Given records:
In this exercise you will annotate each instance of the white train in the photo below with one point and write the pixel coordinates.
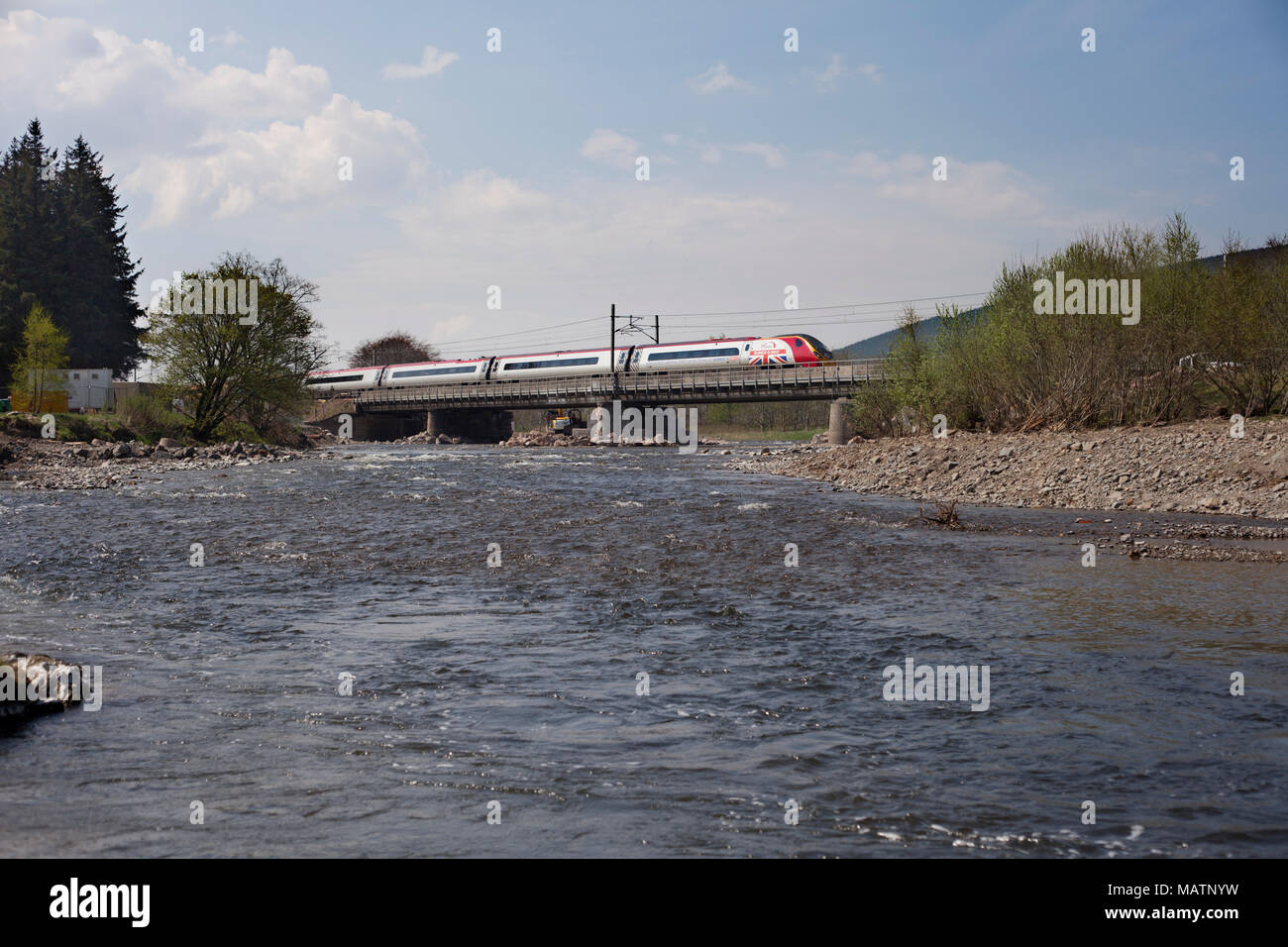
(797, 348)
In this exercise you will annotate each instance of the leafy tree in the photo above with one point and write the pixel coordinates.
(30, 249)
(223, 368)
(37, 371)
(395, 348)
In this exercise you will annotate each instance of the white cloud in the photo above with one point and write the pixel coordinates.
(717, 78)
(836, 69)
(204, 145)
(610, 147)
(432, 62)
(773, 157)
(283, 163)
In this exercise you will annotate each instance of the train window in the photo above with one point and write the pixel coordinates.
(691, 354)
(333, 379)
(550, 364)
(450, 369)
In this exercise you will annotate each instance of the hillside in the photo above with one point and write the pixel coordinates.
(879, 346)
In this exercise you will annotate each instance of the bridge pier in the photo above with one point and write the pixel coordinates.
(482, 424)
(840, 424)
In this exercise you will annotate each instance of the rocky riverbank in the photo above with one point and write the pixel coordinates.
(1186, 468)
(39, 464)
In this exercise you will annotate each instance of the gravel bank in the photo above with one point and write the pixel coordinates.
(1193, 468)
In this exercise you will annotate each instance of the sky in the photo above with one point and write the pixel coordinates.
(518, 167)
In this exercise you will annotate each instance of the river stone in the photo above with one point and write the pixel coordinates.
(33, 669)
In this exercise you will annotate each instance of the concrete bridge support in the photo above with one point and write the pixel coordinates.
(482, 424)
(840, 424)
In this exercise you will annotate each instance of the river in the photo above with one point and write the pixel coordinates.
(516, 689)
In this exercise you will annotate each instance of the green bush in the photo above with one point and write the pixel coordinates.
(1207, 338)
(150, 419)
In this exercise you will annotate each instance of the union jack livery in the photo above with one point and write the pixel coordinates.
(679, 356)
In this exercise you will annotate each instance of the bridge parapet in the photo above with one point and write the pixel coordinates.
(773, 382)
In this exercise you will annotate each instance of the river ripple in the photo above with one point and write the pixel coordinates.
(518, 684)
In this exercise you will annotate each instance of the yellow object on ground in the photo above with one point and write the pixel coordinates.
(53, 402)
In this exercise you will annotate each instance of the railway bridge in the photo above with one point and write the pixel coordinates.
(481, 410)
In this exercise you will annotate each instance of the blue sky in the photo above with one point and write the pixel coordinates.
(516, 169)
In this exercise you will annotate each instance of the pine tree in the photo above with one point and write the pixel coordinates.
(30, 244)
(102, 309)
(62, 243)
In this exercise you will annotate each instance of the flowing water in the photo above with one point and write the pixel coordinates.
(520, 684)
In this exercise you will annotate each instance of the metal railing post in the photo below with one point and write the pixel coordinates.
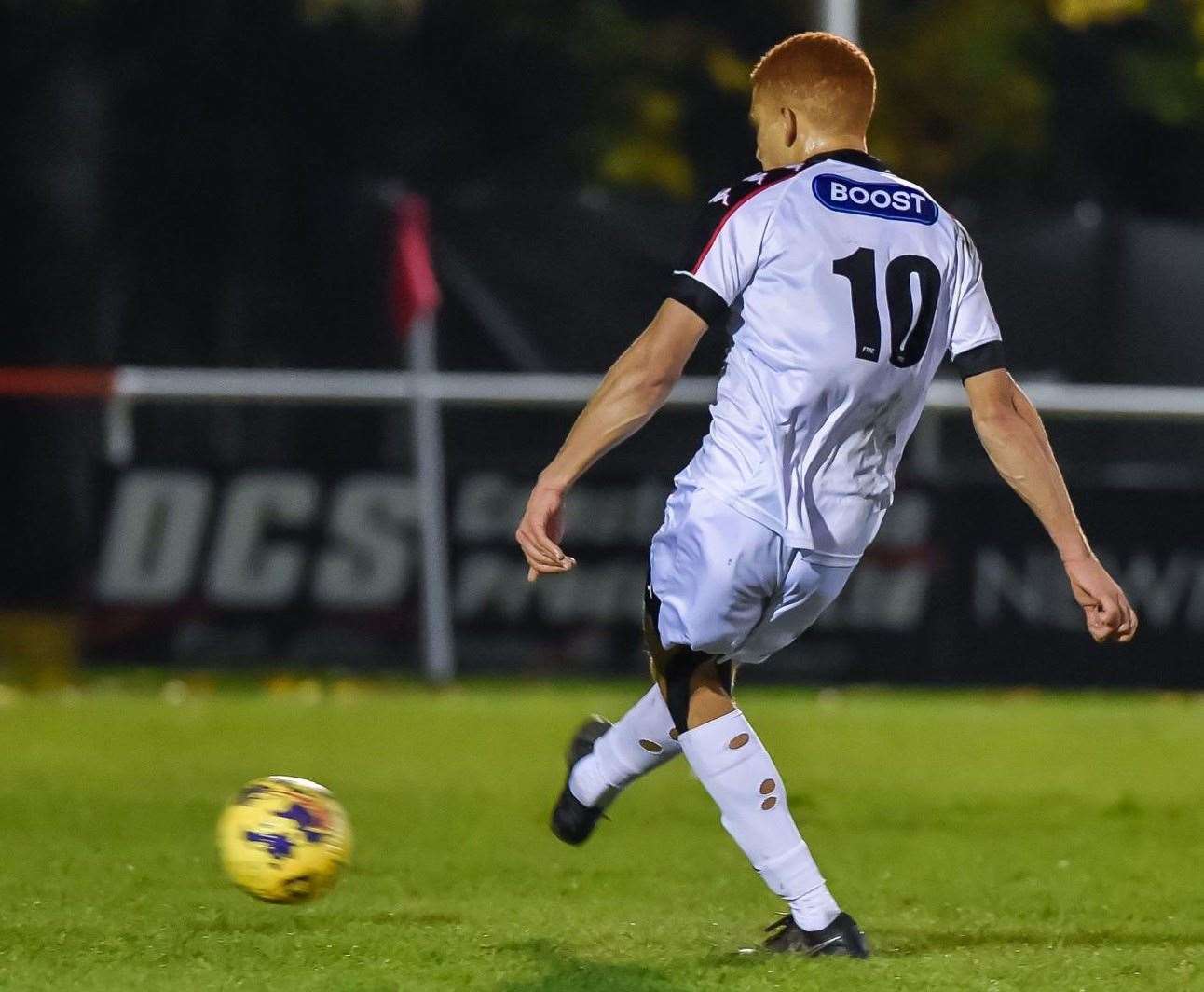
(438, 639)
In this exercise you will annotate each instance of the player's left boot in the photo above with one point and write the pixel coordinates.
(841, 937)
(573, 821)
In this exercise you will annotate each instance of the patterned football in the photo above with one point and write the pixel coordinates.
(284, 839)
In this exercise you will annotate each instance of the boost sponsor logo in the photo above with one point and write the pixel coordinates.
(889, 201)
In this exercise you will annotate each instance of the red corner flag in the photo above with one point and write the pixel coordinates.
(413, 289)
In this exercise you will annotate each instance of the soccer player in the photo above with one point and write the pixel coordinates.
(843, 286)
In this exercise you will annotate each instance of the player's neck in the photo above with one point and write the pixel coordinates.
(820, 144)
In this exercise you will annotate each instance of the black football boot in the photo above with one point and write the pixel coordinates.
(573, 821)
(841, 937)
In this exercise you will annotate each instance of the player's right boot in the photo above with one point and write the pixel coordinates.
(841, 937)
(573, 821)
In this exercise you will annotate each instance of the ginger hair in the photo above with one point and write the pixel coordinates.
(826, 77)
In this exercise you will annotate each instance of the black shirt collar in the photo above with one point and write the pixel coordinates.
(848, 156)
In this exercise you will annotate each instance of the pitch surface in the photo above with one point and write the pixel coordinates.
(985, 842)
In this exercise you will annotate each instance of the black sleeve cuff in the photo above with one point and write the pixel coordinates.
(976, 362)
(700, 297)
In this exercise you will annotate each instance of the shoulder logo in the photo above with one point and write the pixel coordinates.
(889, 201)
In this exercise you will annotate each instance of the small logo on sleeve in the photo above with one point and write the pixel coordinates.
(889, 201)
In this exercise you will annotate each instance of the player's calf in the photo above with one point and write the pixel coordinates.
(603, 760)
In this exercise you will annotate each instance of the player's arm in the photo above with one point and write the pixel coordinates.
(1017, 443)
(635, 388)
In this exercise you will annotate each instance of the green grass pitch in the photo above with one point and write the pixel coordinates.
(985, 842)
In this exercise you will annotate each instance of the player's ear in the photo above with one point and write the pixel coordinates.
(790, 127)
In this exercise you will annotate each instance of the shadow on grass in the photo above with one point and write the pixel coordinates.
(564, 971)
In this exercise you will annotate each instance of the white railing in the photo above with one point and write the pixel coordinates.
(537, 389)
(430, 391)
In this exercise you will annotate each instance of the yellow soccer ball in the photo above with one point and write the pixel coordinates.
(284, 839)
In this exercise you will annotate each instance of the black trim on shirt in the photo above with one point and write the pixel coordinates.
(985, 358)
(700, 297)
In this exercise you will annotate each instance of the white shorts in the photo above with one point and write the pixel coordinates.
(731, 586)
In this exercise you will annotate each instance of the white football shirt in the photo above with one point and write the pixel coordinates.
(843, 288)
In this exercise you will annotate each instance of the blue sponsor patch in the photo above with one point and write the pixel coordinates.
(889, 201)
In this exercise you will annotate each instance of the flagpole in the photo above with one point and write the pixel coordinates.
(841, 17)
(415, 296)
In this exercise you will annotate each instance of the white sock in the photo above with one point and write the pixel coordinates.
(643, 739)
(736, 769)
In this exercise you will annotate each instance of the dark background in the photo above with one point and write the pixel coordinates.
(210, 185)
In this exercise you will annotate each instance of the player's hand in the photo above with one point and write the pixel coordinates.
(1108, 612)
(540, 532)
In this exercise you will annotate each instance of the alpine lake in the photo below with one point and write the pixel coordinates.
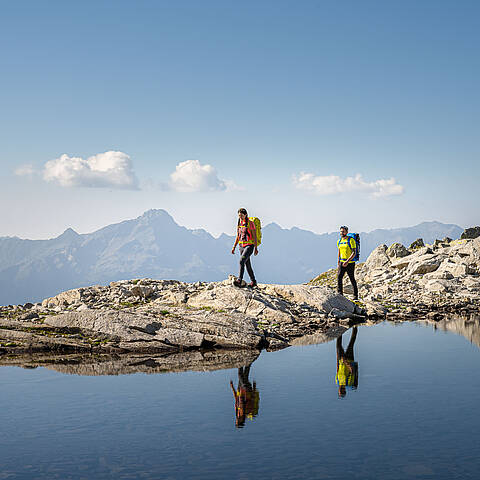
(412, 412)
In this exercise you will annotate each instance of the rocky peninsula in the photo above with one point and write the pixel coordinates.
(168, 317)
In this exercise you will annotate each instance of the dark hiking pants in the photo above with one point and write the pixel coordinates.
(350, 270)
(245, 253)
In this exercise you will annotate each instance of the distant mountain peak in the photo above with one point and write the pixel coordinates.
(155, 215)
(69, 233)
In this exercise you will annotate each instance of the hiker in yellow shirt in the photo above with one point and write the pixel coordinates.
(246, 397)
(247, 240)
(346, 252)
(347, 368)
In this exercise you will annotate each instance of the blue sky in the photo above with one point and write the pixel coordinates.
(251, 95)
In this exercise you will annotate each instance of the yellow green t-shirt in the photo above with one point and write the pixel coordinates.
(346, 246)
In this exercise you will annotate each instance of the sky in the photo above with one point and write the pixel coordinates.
(312, 114)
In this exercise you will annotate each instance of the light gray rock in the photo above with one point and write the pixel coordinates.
(378, 259)
(473, 232)
(417, 244)
(397, 250)
(424, 264)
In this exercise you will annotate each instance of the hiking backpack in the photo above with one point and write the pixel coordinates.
(258, 228)
(356, 237)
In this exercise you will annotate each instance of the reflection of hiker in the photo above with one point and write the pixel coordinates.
(246, 396)
(347, 368)
(247, 239)
(346, 252)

The task: Render all the rows above as a numbered list, one line per item, with blank lines and the pictures left out.

Correct result:
1. In this exercise you will annotate each instance of the white train in the photo below with one point and write the pixel coordinates.
2. (797, 348)
3. In this exercise you will annotate each instance of the leafy tree in the photo above with one point and write the pixel coordinates.
4. (30, 249)
5. (223, 368)
6. (37, 371)
7. (395, 348)
8. In this exercise you will annotate each instance of the white cloud in the photo above with one point and write the pixel coordinates.
9. (717, 78)
10. (836, 69)
11. (204, 145)
12. (610, 147)
13. (432, 62)
14. (773, 157)
15. (283, 163)
16. In this exercise you will annotate each instance of the train window in the photo above with one point and write the pixel coordinates.
17. (691, 354)
18. (333, 379)
19. (550, 364)
20. (450, 369)
21. In this exercise you will annotate each instance of the hillside in the photo above with one point and write the pixel coordinates.
22. (879, 346)
23. In this exercise you will annotate each instance of the bridge pier in the photo above with one point and write the pixel coordinates.
24. (482, 424)
25. (840, 424)
26. In this exercise you will annotate each instance of the rocky riverbank in the photo above with one point and write the pixel coordinates.
27. (1186, 468)
28. (39, 464)
29. In this exercise you will annotate each instance of the gravel bank in the photo above with one point and write the pixel coordinates.
30. (1193, 468)
31. In this exercise you will annotate each instance of the sky in the photo above with one point and write the pixel coordinates.
32. (518, 167)
33. In this exercise you will annotate each instance of the river stone in the photo above with one point and write the pixel coordinates.
34. (33, 669)
35. In this exercise you will annotate each instance of the concrete bridge support in the photo above with one point and write the pixel coordinates.
36. (482, 424)
37. (840, 424)
38. In this exercise you will annotate each instance of the river in the photo above with one point and write the pixel coordinates.
39. (516, 689)
40. In this exercise you will annotate each instance of the green bush in the photo above with one point and write the pixel coordinates.
41. (1207, 338)
42. (150, 419)
43. In this exercise you will annotate each instance of the union jack livery in the photo above with one point and write the pixel coordinates.
44. (679, 356)
45. In this exercise you will annotate each instance of the bridge parapet in the photo above with one point and write the pixel coordinates.
46. (773, 382)
47. In this exercise you will annotate each instance of the river ripple in the photo above with one point and write the pixel coordinates.
48. (518, 684)
49. In this exercise you will annotate each instance of the yellow object on ground in the photo above with one point and write the pixel coordinates.
50. (53, 402)
51. In this exercise you will annotate each instance of the railway bridge in the photo above with one point and write the pixel coordinates.
52. (481, 410)
53. In this exercise you will annotate each instance of the blue sky in the photo above with one point and write the pixel coordinates.
54. (516, 169)
55. In this exercise you will annotate each instance of the pine tree in the photo above with one point and write the pixel coordinates.
56. (30, 244)
57. (102, 309)
58. (62, 243)
59. In this exercise you will annotate each instance of the flowing water in the photo above with one point and write the pixel coordinates.
60. (520, 684)
61. In this exercise you will annotate each instance of the metal railing post in the photo below with one point and write the pixel coordinates.
62. (438, 639)
63. In this exercise you will annotate each instance of the player's left boot in the photo above with one point and write the pixel coordinates.
64. (841, 937)
65. (573, 821)
66. In this exercise you will annotate each instance of the patterned football in the photo above with one point and write the pixel coordinates.
67. (284, 839)
68. In this exercise you will annotate each instance of the boost sponsor logo in the photo above with one point and write the pixel coordinates.
69. (889, 201)
70. In this exercise you will annotate each instance of the red corner flag in the photo above with one point and write the pixel coordinates.
71. (413, 289)
72. In this exercise you will annotate each instance of the soccer player in the photo above with one point and write the pixel coordinates.
73. (843, 286)
74. In this exercise you will annotate each instance of the player's neck in the photo above with one point and write the pixel coordinates.
75. (820, 144)
76. In this exercise you will annotate each instance of the black football boot in the photo above with one point and write the pixel coordinates.
77. (573, 821)
78. (841, 937)
79. In this exercise you will annotate each instance of the player's right boot in the photo above with one point and write the pixel coordinates.
80. (841, 937)
81. (573, 821)
82. In this exercise you will annotate each instance of the ginger hair in the photo above with one point and write the pixel coordinates.
83. (826, 77)
84. In this exercise you will annotate each instance of the black shirt collar in the photo above with one point and write the pixel coordinates.
85. (848, 156)
86. In this exercise you will annotate each instance of the pitch surface in the photo above with one point and write the pixel coordinates.
87. (985, 842)
88. In this exercise you will annotate each instance of the black sleeve cuff in the photo above with one point and write the pixel coordinates.
89. (976, 362)
90. (700, 297)
91. In this exercise you will annotate each instance of the shoulder logo in the photo above with one point and write the pixel coordinates.
92. (889, 201)
93. In this exercise you will annotate each instance of the small logo on sleeve in the photo above with one point and write the pixel coordinates.
94. (889, 201)
95. In this exercise you will annotate each instance of the player's calf in the photo above with one point and write the pixel coordinates.
96. (603, 760)
97. In this exercise you will annotate each instance of the player's arm in the photo above with one point and write the pixel coordinates.
98. (1017, 443)
99. (635, 388)
100. In this exercise you will annotate each instance of the green grass pitch in the photo above with one point and write the pixel coordinates.
101. (985, 842)
102. In this exercise you will annotate each instance of the player's ear in the photo above with one point and write the pixel coordinates.
103. (790, 127)
104. In this exercise you will annotate each instance of the shadow on grass in the photo above with one point and write the pixel coordinates.
105. (564, 971)
106. In this exercise you will annotate each instance of the white railing in the photo above with one point and write the pixel coordinates.
107. (537, 389)
108. (430, 391)
109. In this exercise you will annotate each instance of the yellow soccer ball in the photo above with one point and write the pixel coordinates.
110. (284, 839)
111. In this exercise you will annotate each instance of the black trim on shirt in the photo above with one point and write the pixel coordinates.
112. (985, 358)
113. (700, 297)
114. In this exercise you will annotate each instance of the white shorts in the photo above with one point and write the pixel coordinates.
115. (731, 586)
116. In this exercise you will annotate each instance of the white football shirt in the photo above with one point and write the pixel coordinates.
117. (843, 288)
118. In this exercise you will annotate each instance of the blue sponsor patch in the photo above with one point and write the pixel coordinates.
119. (889, 201)
120. In this exercise you will annotate each instance of the flagpole in the photo above with one point and write the pixel coordinates.
121. (841, 17)
122. (415, 296)
123. In this exercise you will annotate each instance of the white sock in the photo above with one point and write the pixel coordinates.
124. (643, 739)
125. (736, 769)
126. In this exercise you will annotate each instance of the dark background in the photo above with one point and write the pixel coordinates.
127. (210, 185)
128. In this exercise you will annotate each instance of the player's hand in the photo above with one point and write the pixel coordinates.
129. (1108, 612)
130. (540, 532)
131. In this exercise you will annotate each instance of the alpine lake in the photo below with one point and write the pixel coordinates.
132. (412, 412)
133. In this exercise you will annotate each instance of the rocky peninsula in the photo above with one point and write the pixel coordinates.
134. (168, 317)
135. In this exercise you will annotate each instance of the dark hiking pants in the photo above with one point and write the pixel coordinates.
136. (350, 270)
137. (245, 253)
138. In this exercise you will annotate each instance of the distant mountain peak in the photo above with one point and write the pixel coordinates.
139. (155, 215)
140. (69, 233)
141. In this exercise you will annotate each instance of the hiker in yellow shirt in the photo above with one point and write the pixel coordinates.
142. (246, 397)
143. (247, 240)
144. (346, 252)
145. (347, 368)
146. In this exercise you will annotate each instance of the blue sky in the photo above with one point and write the pixel coordinates.
147. (251, 95)
148. In this exercise you will annotate each instance of the yellow green t-shirt in the photo above with one point and write the pixel coordinates.
149. (346, 246)
150. In this exercise you will annotate each instance of the sky in the photo above with one point and write the pixel coordinates.
151. (312, 114)
152. In this exercise you will annotate each instance of the light gray rock in the photo above with one point and write the pixel coordinates.
153. (378, 259)
154. (473, 232)
155. (417, 244)
156. (397, 250)
157. (424, 264)
158. In this exercise you will annotate each instance of the hiking backpack in the photo above with one point and write the pixel coordinates.
159. (258, 228)
160. (356, 237)
161. In this exercise you will annotate each instance of the reflection of hiker in the photo above with one point and write the pixel coordinates.
162. (246, 396)
163. (347, 368)
164. (247, 239)
165. (346, 252)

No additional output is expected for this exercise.